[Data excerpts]
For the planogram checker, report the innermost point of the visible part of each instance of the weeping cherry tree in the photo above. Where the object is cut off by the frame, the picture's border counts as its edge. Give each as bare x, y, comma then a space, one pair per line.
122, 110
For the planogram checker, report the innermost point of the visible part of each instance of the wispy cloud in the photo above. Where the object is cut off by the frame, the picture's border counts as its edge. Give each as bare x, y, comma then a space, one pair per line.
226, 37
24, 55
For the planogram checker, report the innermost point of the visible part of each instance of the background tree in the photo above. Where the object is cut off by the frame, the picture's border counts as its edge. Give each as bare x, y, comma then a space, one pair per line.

[Work required] Every line above should be transcribed exactly.

[Written answer]
For the planogram checker, report the innermost point of the visible part of each instance of the weeping cherry tree in the photo above. Where the object is cut off by the frame, the picture's border counts as its edge. Give each as bare x, y, comma then a space, one pair per line.
122, 110
For the planogram checker, report the innermost point of the visible part of each instance of the wispy cloud in the photo above. Where the object is cut off by the frame, the picture's border counts as its edge. Give each as bare x, y, comma then a space, one pair per line.
226, 37
24, 55
For the planogram checker, report the innermost point of the visible part of each instance of the background tree in the photo above. Where the object is cut off by the frame, the picture's border counts as its edge. Give each as bare x, y, comma then a space, one pair per line.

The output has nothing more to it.